- Page extract -
--- START ---

UK’s Asia minister talks ASEAN relations, duties

Content image - Phnom Penh Post
Minister Amanda Milling (left) meets with Environment Minister Say Sam Al on January 11. ENVIRONMENT MINISTRY

British Minister of State for Asia Amanda Milling said she is committed to working closely with Cambodia to address the region’s biggest challenges, while also discussing human rights and meeting with former opposition leader Kem Sokha on her two-day visit.

Milling arrived in Phnom Penh on January 9 in her first visit since the UK became an official dialogue partner of ASEAN, which is currently chaired by Cambodia.

“As a new dialogue partner, we’ve committed to working closely with Cambodia as the 2022 chair of ASEAN to address the region’s biggest challenges, boost trade and offer UK expertise in building back better,” she tweeted on January 11 following a meeting with Minister of Foreign Affairs and International Cooperation Prak Sokhonn.

The British embassy in Phnom Penh said on January 11 that Milling and Sokhonn discussed the UK’s role as a dialogue partner, issues related to human rights, climate change, trade and closer​​​cooperation on shared challenges while Cambodia chairs ASEAN.

--- END ---

- Prompt -
Carry on the news article about the UK Asia minister's visit to Cambodia, picking up after its final sentence. The material that follows comes from a separate source and has no connection to the news article.

- Provided information -
--- START ---

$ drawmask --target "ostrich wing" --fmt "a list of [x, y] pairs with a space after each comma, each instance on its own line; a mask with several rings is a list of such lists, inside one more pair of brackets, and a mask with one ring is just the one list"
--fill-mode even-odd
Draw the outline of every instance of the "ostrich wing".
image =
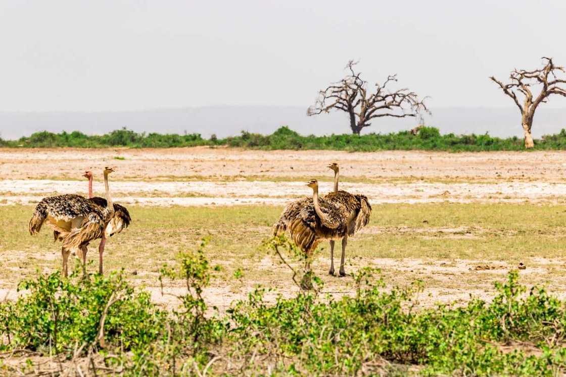
[[104, 219], [100, 210], [94, 210], [83, 221], [79, 228], [71, 231], [63, 241], [68, 250], [80, 249], [83, 245], [101, 238], [104, 233]]
[[338, 229], [345, 226], [346, 219], [341, 215], [338, 207], [324, 199], [319, 199], [319, 205], [320, 211], [324, 215], [323, 218], [319, 218], [316, 214], [314, 203], [311, 202], [301, 211], [301, 216], [305, 222], [313, 227], [320, 223], [329, 229]]
[[354, 228], [354, 231], [357, 232], [369, 223], [370, 216], [371, 215], [371, 205], [365, 195], [356, 194], [354, 196], [360, 205], [359, 211], [355, 219], [355, 227]]
[[[104, 198], [95, 196], [91, 198], [90, 200], [102, 208], [105, 208], [107, 205], [106, 200]], [[130, 216], [130, 213], [126, 207], [114, 203], [114, 216], [108, 222], [105, 231], [106, 236], [111, 236], [119, 233], [122, 229], [127, 228], [131, 222], [132, 218]]]
[[302, 219], [301, 211], [309, 203], [312, 204], [312, 198], [307, 197], [288, 204], [277, 222], [273, 225], [273, 235], [277, 235], [280, 232], [285, 232], [290, 228], [294, 220]]
[[53, 226], [55, 231], [70, 231], [72, 223], [81, 221], [90, 212], [91, 205], [88, 199], [80, 195], [66, 194], [44, 198], [36, 206], [29, 220], [29, 233], [38, 232], [46, 220]]

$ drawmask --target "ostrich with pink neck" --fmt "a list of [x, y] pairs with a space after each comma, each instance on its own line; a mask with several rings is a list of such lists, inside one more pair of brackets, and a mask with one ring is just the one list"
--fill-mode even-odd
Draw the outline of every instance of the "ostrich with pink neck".
[[[100, 197], [94, 196], [92, 193], [92, 172], [87, 170], [84, 172], [83, 176], [88, 180], [89, 200], [97, 206], [102, 208], [106, 207], [108, 206], [106, 200]], [[105, 179], [105, 183], [108, 185], [107, 179]], [[114, 235], [119, 233], [123, 229], [127, 228], [132, 221], [132, 219], [130, 216], [130, 213], [126, 207], [116, 203], [113, 203], [112, 204], [114, 207], [114, 214], [106, 224], [104, 232], [101, 237], [100, 244], [98, 245], [98, 253], [100, 256], [99, 272], [101, 274], [102, 274], [102, 255], [104, 252], [104, 247], [106, 245], [106, 240], [108, 237], [112, 237]], [[86, 262], [86, 253], [84, 252], [83, 252], [83, 263]]]

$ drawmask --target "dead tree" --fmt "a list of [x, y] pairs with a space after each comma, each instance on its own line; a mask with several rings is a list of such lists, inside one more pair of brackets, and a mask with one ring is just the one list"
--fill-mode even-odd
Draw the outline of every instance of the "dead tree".
[[389, 91], [387, 86], [397, 81], [397, 75], [387, 77], [383, 84], [376, 83], [373, 93], [367, 88], [367, 81], [361, 77], [361, 72], [354, 71], [357, 62], [350, 60], [346, 69], [349, 73], [337, 83], [319, 92], [314, 106], [307, 114], [315, 115], [329, 112], [332, 110], [345, 111], [350, 118], [352, 132], [359, 135], [362, 129], [368, 127], [370, 121], [376, 118], [415, 116], [422, 111], [428, 112], [424, 100], [408, 89]]
[[[525, 148], [532, 148], [534, 146], [531, 128], [533, 127], [533, 118], [534, 112], [541, 103], [548, 102], [548, 97], [552, 94], [559, 94], [566, 97], [566, 79], [559, 79], [557, 74], [566, 73], [563, 67], [555, 66], [552, 58], [543, 57], [546, 64], [542, 68], [533, 71], [516, 69], [511, 72], [509, 76], [511, 82], [503, 84], [499, 80], [491, 76], [490, 77], [501, 88], [507, 96], [514, 101], [515, 105], [521, 111], [521, 124], [525, 133]], [[535, 96], [532, 89], [540, 86], [541, 91]], [[524, 98], [520, 100], [518, 96], [522, 96]]]

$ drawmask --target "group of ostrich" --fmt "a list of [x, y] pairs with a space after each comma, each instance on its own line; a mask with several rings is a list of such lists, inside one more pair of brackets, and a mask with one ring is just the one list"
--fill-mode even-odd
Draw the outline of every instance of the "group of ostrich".
[[[334, 171], [334, 190], [319, 196], [318, 182], [309, 181], [312, 196], [289, 203], [273, 227], [273, 234], [288, 231], [293, 241], [306, 256], [306, 271], [310, 270], [310, 261], [319, 244], [330, 240], [330, 270], [334, 275], [334, 247], [336, 240], [342, 240], [342, 255], [339, 275], [345, 276], [344, 261], [348, 237], [354, 235], [370, 221], [371, 206], [364, 195], [353, 194], [338, 189], [340, 168], [333, 163], [328, 167]], [[44, 198], [36, 206], [29, 233], [37, 233], [44, 223], [53, 229], [55, 241], [62, 241], [62, 270], [68, 274], [68, 260], [71, 254], [82, 259], [83, 273], [86, 274], [86, 258], [89, 244], [100, 239], [98, 246], [98, 273], [102, 274], [102, 254], [108, 237], [119, 233], [131, 222], [128, 210], [114, 203], [110, 193], [108, 176], [114, 169], [103, 171], [106, 198], [92, 194], [93, 174], [85, 172], [88, 180], [88, 197], [66, 194]]]

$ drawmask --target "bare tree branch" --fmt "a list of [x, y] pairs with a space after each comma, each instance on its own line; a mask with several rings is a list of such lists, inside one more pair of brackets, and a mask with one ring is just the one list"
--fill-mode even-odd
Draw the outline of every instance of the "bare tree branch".
[[[548, 97], [558, 94], [566, 97], [566, 89], [560, 84], [566, 84], [566, 78], [558, 78], [557, 74], [566, 73], [563, 67], [555, 66], [552, 58], [543, 57], [543, 67], [538, 70], [527, 71], [517, 70], [511, 71], [510, 83], [503, 84], [491, 76], [490, 79], [496, 83], [503, 93], [511, 97], [519, 108], [521, 114], [521, 125], [525, 132], [525, 147], [534, 146], [531, 128], [535, 111], [541, 103], [546, 103]], [[534, 96], [531, 88], [540, 88], [540, 92]], [[518, 95], [523, 98], [520, 100]]]
[[359, 134], [365, 127], [371, 125], [371, 119], [384, 116], [405, 118], [415, 116], [422, 112], [430, 114], [424, 103], [427, 97], [421, 99], [413, 92], [404, 88], [391, 91], [388, 85], [396, 83], [397, 75], [387, 77], [382, 84], [375, 84], [375, 89], [369, 93], [367, 81], [361, 78], [361, 72], [356, 72], [358, 62], [351, 60], [345, 69], [349, 73], [344, 79], [333, 83], [319, 92], [315, 104], [307, 110], [309, 116], [338, 110], [347, 112], [350, 127], [354, 133]]

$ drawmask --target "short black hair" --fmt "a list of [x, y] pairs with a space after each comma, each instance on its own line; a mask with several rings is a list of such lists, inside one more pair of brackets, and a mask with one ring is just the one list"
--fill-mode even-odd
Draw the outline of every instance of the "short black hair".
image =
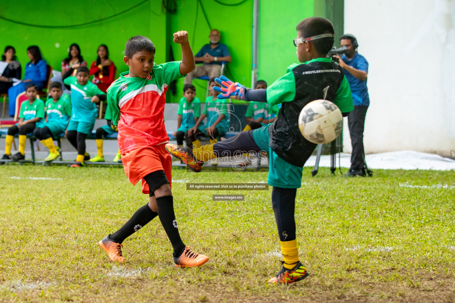
[[265, 85], [265, 87], [267, 87], [267, 82], [265, 82], [264, 80], [258, 80], [256, 81], [256, 83], [254, 84], [254, 87], [256, 87], [259, 84], [262, 84]]
[[90, 71], [88, 70], [88, 68], [86, 66], [79, 66], [77, 68], [77, 70], [76, 70], [77, 71], [76, 72], [76, 74], [80, 73], [81, 72], [82, 72], [83, 73], [87, 73], [87, 75], [90, 74]]
[[38, 87], [36, 87], [36, 84], [30, 83], [30, 84], [27, 84], [27, 86], [25, 86], [25, 91], [27, 91], [27, 90], [30, 87], [34, 87], [35, 89], [37, 91], [38, 90]]
[[196, 92], [196, 88], [192, 84], [185, 84], [183, 85], [183, 92], [187, 91], [187, 89], [192, 89], [194, 92]]
[[[297, 29], [303, 38], [308, 38], [322, 34], [335, 34], [334, 25], [325, 18], [310, 17], [297, 25]], [[320, 55], [326, 55], [332, 49], [334, 42], [333, 38], [323, 38], [311, 41], [314, 50]]]
[[52, 89], [54, 87], [61, 89], [61, 84], [60, 84], [60, 82], [52, 82], [51, 84], [51, 87], [49, 88], [49, 89]]
[[[14, 48], [11, 45], [6, 45], [6, 47], [5, 48], [5, 50], [3, 51], [3, 53], [5, 54], [7, 52], [10, 50], [12, 50], [14, 52], [14, 55], [13, 56], [12, 60], [14, 61], [17, 59], [17, 57], [16, 56], [16, 49]], [[6, 60], [6, 56], [4, 55], [1, 55], [1, 60], [5, 61]]]
[[131, 37], [125, 45], [125, 55], [129, 58], [136, 53], [145, 50], [148, 53], [155, 53], [155, 45], [150, 39], [144, 36]]

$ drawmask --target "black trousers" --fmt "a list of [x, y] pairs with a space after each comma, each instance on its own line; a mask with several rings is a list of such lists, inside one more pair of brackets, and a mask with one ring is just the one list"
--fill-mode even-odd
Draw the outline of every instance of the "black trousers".
[[18, 127], [17, 125], [13, 125], [8, 129], [8, 134], [10, 136], [14, 136], [18, 133], [20, 135], [26, 135], [29, 133], [33, 131], [35, 126], [35, 122], [24, 124], [20, 127]]
[[365, 117], [368, 106], [354, 105], [354, 110], [348, 115], [349, 132], [351, 135], [352, 154], [351, 154], [351, 169], [359, 170], [365, 166], [364, 161], [364, 129]]

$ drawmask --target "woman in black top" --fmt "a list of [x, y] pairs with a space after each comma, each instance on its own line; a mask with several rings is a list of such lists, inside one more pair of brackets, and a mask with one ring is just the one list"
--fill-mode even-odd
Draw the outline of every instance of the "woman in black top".
[[16, 60], [16, 50], [8, 45], [5, 48], [1, 60], [8, 63], [8, 66], [0, 76], [0, 94], [5, 94], [13, 85], [13, 78], [20, 79], [22, 70], [20, 62]]

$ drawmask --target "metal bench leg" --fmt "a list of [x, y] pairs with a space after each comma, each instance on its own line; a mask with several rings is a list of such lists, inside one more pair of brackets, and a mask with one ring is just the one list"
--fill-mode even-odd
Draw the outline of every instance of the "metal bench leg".
[[35, 148], [33, 146], [33, 139], [30, 138], [30, 151], [31, 153], [31, 162], [35, 165]]
[[3, 116], [3, 118], [5, 118], [5, 112], [6, 110], [6, 95], [5, 95], [3, 96], [3, 111], [2, 112], [2, 114]]

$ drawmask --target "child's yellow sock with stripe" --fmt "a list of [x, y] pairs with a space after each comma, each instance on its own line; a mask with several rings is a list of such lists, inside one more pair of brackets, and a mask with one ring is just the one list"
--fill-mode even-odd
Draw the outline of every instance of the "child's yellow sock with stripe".
[[14, 136], [10, 134], [6, 135], [6, 147], [5, 149], [5, 153], [10, 155], [11, 154], [11, 146], [13, 144], [13, 141], [14, 141]]
[[57, 151], [57, 149], [56, 148], [56, 146], [54, 144], [54, 140], [52, 140], [52, 138], [49, 137], [47, 139], [41, 140], [41, 143], [43, 144], [43, 145], [49, 149], [49, 152], [52, 153], [52, 154], [58, 153], [58, 152]]
[[84, 163], [84, 155], [83, 154], [78, 154], [76, 157], [76, 162], [81, 162], [81, 163]]
[[202, 145], [201, 147], [193, 149], [193, 154], [196, 159], [204, 162], [217, 157], [213, 152], [213, 144]]
[[298, 263], [298, 248], [297, 248], [297, 240], [280, 241], [281, 245], [281, 253], [284, 259], [284, 267], [292, 269]]
[[193, 146], [192, 147], [193, 149], [201, 147], [201, 141], [199, 140], [199, 139], [196, 139], [193, 141]]
[[[25, 154], [25, 142], [27, 142], [27, 136], [25, 134], [19, 135], [19, 152], [23, 155]], [[31, 147], [33, 148], [33, 147]]]
[[98, 156], [103, 157], [103, 139], [96, 139], [96, 149], [98, 149]]

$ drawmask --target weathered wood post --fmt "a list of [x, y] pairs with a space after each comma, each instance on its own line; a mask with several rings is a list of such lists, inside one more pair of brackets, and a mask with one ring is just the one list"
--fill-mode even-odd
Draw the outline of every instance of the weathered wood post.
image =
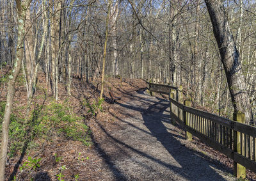
[[[171, 92], [172, 93], [173, 93], [173, 99], [175, 100], [177, 102], [178, 102], [178, 91], [176, 89], [172, 89], [171, 90]], [[178, 107], [177, 106], [174, 106], [173, 108], [173, 113], [179, 117], [179, 114], [178, 114]]]
[[[184, 105], [186, 106], [191, 107], [191, 100], [189, 98], [186, 99], [184, 100]], [[186, 125], [188, 125], [188, 122], [189, 122], [188, 115], [187, 114], [187, 112], [186, 112], [184, 110], [183, 110], [183, 121]], [[186, 131], [186, 139], [189, 141], [192, 141], [192, 134], [188, 131]]]
[[[178, 102], [183, 103], [183, 88], [182, 86], [180, 85], [178, 90]], [[183, 121], [182, 110], [178, 107], [178, 115], [179, 118]]]
[[150, 80], [149, 81], [149, 84], [148, 84], [148, 91], [149, 91], [149, 95], [150, 96], [153, 96], [153, 92], [150, 91], [150, 83], [152, 83], [152, 79], [150, 79]]
[[[174, 99], [174, 93], [172, 92], [172, 90], [170, 90], [170, 97], [172, 98], [172, 99]], [[172, 114], [171, 114], [172, 113], [173, 113], [173, 109], [173, 109], [173, 106], [172, 106], [172, 102], [170, 102], [170, 114], [171, 116], [171, 122], [172, 122], [172, 123], [173, 125], [175, 125], [176, 123], [175, 123], [173, 118], [172, 117]]]
[[[244, 113], [237, 111], [234, 113], [233, 117], [234, 121], [245, 123], [245, 114]], [[243, 150], [244, 150], [244, 144], [241, 144], [242, 143], [241, 143], [241, 135], [239, 132], [234, 130], [234, 151], [239, 154], [241, 154]], [[237, 178], [245, 178], [245, 167], [234, 161], [234, 174]]]

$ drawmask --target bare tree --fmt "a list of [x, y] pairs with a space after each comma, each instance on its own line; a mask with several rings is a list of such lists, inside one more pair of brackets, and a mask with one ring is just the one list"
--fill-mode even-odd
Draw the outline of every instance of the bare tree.
[[205, 0], [205, 2], [226, 73], [234, 109], [244, 113], [246, 123], [252, 123], [253, 120], [252, 106], [246, 91], [239, 54], [229, 28], [223, 1]]
[[31, 0], [17, 0], [17, 12], [18, 14], [18, 40], [17, 42], [16, 59], [14, 63], [13, 69], [9, 76], [8, 83], [8, 91], [6, 105], [4, 110], [4, 116], [2, 125], [2, 139], [0, 152], [0, 180], [4, 180], [5, 162], [7, 157], [7, 148], [8, 144], [9, 125], [12, 109], [13, 103], [15, 93], [15, 86], [17, 77], [20, 72], [22, 59], [23, 58], [23, 43], [25, 38], [25, 22], [26, 12], [29, 7]]

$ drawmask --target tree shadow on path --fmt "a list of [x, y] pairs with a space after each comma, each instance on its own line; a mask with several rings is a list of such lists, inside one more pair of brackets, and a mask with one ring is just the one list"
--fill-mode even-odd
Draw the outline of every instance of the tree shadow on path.
[[[138, 94], [142, 96], [144, 92], [138, 92]], [[141, 107], [136, 107], [136, 105], [119, 105], [126, 109], [140, 112], [143, 124], [168, 151], [170, 157], [174, 159], [176, 162], [174, 165], [165, 164], [169, 169], [190, 180], [226, 180], [215, 169], [216, 164], [221, 169], [225, 168], [223, 164], [200, 152], [186, 147], [177, 139], [177, 135], [168, 132], [170, 129], [166, 127], [164, 123], [166, 124], [168, 122], [165, 111], [170, 107], [170, 102], [159, 98], [156, 98], [156, 100], [146, 109], [142, 109]], [[153, 161], [159, 159], [161, 158], [152, 159]]]

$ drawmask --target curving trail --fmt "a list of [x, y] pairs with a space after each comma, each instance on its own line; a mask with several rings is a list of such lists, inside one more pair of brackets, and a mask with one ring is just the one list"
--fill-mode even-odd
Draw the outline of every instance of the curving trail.
[[236, 180], [221, 163], [186, 146], [170, 123], [168, 101], [143, 91], [122, 100], [115, 105], [115, 131], [98, 122], [106, 138], [97, 144], [108, 167], [106, 180]]

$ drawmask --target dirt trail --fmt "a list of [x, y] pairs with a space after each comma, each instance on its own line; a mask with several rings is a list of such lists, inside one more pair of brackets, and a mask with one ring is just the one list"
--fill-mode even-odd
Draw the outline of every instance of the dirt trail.
[[97, 123], [106, 138], [97, 146], [109, 171], [102, 173], [106, 180], [236, 180], [221, 163], [187, 146], [170, 123], [166, 100], [142, 91], [122, 100], [114, 107], [120, 113], [113, 114], [114, 130]]

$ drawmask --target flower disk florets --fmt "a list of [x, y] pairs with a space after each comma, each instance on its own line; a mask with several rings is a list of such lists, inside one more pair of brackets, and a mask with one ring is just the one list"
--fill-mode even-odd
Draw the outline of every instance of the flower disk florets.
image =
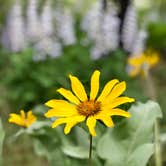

--- END ---

- Response -
Sokhonn said Cambodia and the UK shared many interests and similar visions for development. The two sides touched on the fight against the Covid-19 pandemic and embracing opportunities to build back better, the Myanmar crisis and human rights protection.

“I took this opportunity to thank the government and people of the UK for their generosity extended to Cambodia through various kinds of support, particularly as evideniced by [Covid-19] vaccine donations.

“ASEAN is eager to work even more closely with the UK, which became ASEAN’s 11th dialogue partner last year,” Sokhonn said in a Facebook after the meeting.

Milling said she had the pleasure of meeting with Sokha, former leader of the Supreme Court-dissolved Cambodia National Rescue Party (CNRP), to talk about the current political situation.

“We both want to see a peaceful, prosperous and democratic Cambodia. We discussed the need for human rights to be respected and how the next generation of Cambodians can make an impact,” she tweeted.

Minister of Environment Say Sam Al and Milling also met on January 11 to discuss climate change challenges and the launch of the UK Biodiversity Landscape Fund in order to keep building on the progress made at the 2021 UN Climate Change Conference (COP26).

“The UK is a world leader in climate finance and we spoke about opportunities for collaboration on clean, honest and reliable infrastructure,” she tweeted.

The British embassy said the UK supports Cambodia’s efforts to achieve carbon neutrality by 2050 and is committed to working closely together on prioritising green development for Cambodia and ASEAN.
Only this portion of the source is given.